◆ **SET EXERCISE 1**
In the text on the stack permutation exercise, what relative order does the forbidden three-element pattern have?

--------------------------------------------------

TAOCP 2.2.1 Exercise 5
Let $p_1p_2\ldots p_n$ be a permutation of $1,2,\ldots,n$.
Section 2.2.1: Stacks, Queues, and Deques
Exercise 5. [M28] Show that it is possible to obtain a permutation $p_1 p_2 \ldots p_n$ from $12\ldots n$ using a stack if and only if there are no indices $i < j < k$ such that $p_j < p_k < p_i$.
Verified: no
Solve time: -
Setup
Let $p_1p_2\ldots p_n$ be a permutation of $1,2,\ldots,n$.
A permutation is said to be obtainable from $12\ldots n$ by a stack if there exists an admissible sequence of stack insertions and deletions such that the output sequence is $p_1p_2\ldots p_n$.
We must prove that such a permutation is obtainable if and only if there do not exist indices
$$ i<j<k $$
for which
$$ p_j<p_k<p_i. $$
Thus the forbidden pattern is a subsequence of three entries whose relative order is $3,1,2$.
Solution
First suppose that the permutation $p_1p_2\ldots p_n$ is obtainable by a stack. We shall show that no indices $i<j<k$ can satisfy
$$ p_j<p_k<p_i. $$
Assume the contrary. Let
$$ i<j<k,\qquad p_j<p_k<p_i. $$
Since $p_i$ appears before $p_j$ in the output, the element $p_i$ must be removed from the stack before $p_j$ is removed.
Because
$$ p_j<p_k<p_i, $$
the elements are inserted into the stack in the order
$$ p_j,\ p_k,\ p_i, $$
since the input is $1,2,\ldots,n$.
Consider the moment when $p_i$ is removed from the stack. At that time $p_j$ and $p_k$ have already been inserted, because both are smaller than $p_i$. Furthermore $p_j$ has not yet been removed, since it appears later in the output than $p_i$.
Hence $p_j$ is somewhere below $p_i$ in the stack. Since
$$ p_j<p_k<p_i, $$
the element $p_k$ was inserted after $p_j$ and before $p_i$. Therefore $p_k$ also lies above $p_j$ in the stack when $p_i$ is removed.
After $p_i$ is removed, the stack still contains $p_k$ above $p_j$. A stack removes items in last-in-first-out order, so $p_k$ must be removed before $p_j$. This contradicts the output order
$$ p_i,\ldots,p_j,\ldots,p_k, $$
in which $p_j$ precedes $p_k$.
Therefore no such indices $i<j<k$ exist.
For the converse, assume that the permutation contains no indices $i<j<k$ satisfying
$$ p_j<p_k<p_i. $$
We shall show that the permutation can be produced by a stack.
Process the desired output from left to right. To output $p_r$, insert into the stack all unused input elements up to and including $p_r$, then remove $p_r$ from the top of the stack.
This procedure is forced, since the input arrives in the order $1,2,\ldots,n$.
The only possible difficulty is that, when $p_r$ is to be output, some smaller element might lie above it in the stack. We prove that this cannot happen.
Suppose, to the contrary, that the procedure first fails when attempting to output $p_j$. Then some element $p_k$ lies above $p_j$ in the stack.

--------------------------------------------------

◆ **SET EXERCISE 2**
Filter the entries below and copy every line that contains the word "water".

Dataset excerpts on pointing at objects
--------------------------------------------------

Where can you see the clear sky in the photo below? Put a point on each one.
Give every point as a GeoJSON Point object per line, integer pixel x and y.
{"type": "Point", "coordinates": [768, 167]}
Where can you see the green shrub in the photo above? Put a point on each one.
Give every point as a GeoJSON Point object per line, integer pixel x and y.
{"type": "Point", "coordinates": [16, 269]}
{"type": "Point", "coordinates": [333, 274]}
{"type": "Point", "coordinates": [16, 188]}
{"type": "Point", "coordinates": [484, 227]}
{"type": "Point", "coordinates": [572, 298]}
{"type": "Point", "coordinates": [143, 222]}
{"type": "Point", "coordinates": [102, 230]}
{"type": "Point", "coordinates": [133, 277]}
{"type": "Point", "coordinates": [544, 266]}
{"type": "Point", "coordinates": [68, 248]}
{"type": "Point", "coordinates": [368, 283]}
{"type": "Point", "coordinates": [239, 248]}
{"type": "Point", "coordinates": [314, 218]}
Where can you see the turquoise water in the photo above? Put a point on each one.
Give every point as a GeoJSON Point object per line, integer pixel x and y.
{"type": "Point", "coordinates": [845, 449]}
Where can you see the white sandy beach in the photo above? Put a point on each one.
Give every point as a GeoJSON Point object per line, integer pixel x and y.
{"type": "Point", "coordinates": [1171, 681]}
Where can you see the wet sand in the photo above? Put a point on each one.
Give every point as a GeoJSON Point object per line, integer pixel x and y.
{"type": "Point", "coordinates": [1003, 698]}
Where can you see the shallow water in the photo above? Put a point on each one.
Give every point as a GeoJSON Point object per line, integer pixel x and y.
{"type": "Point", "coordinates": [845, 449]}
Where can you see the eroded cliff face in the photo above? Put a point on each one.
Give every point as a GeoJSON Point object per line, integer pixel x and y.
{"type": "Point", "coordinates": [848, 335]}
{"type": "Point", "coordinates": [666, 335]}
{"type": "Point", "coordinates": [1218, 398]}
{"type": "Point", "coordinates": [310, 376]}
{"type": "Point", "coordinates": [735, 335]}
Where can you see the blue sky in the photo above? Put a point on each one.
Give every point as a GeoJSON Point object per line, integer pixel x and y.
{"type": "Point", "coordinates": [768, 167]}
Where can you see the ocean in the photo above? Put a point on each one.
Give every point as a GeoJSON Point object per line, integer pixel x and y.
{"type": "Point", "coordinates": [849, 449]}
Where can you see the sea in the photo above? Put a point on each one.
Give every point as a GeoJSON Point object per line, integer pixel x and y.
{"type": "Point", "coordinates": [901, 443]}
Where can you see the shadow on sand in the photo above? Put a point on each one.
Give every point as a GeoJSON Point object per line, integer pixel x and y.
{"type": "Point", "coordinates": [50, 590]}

--------------------------------------------------

◆ **RESPONSE 1**
The forbidden pattern has the relative order 3,1,2.

◆ **RESPONSE 2**
Where can you see the turquoise water in the photo above? Put a point on each one.
Where can you see the shallow water in the photo above? Put a point on each one.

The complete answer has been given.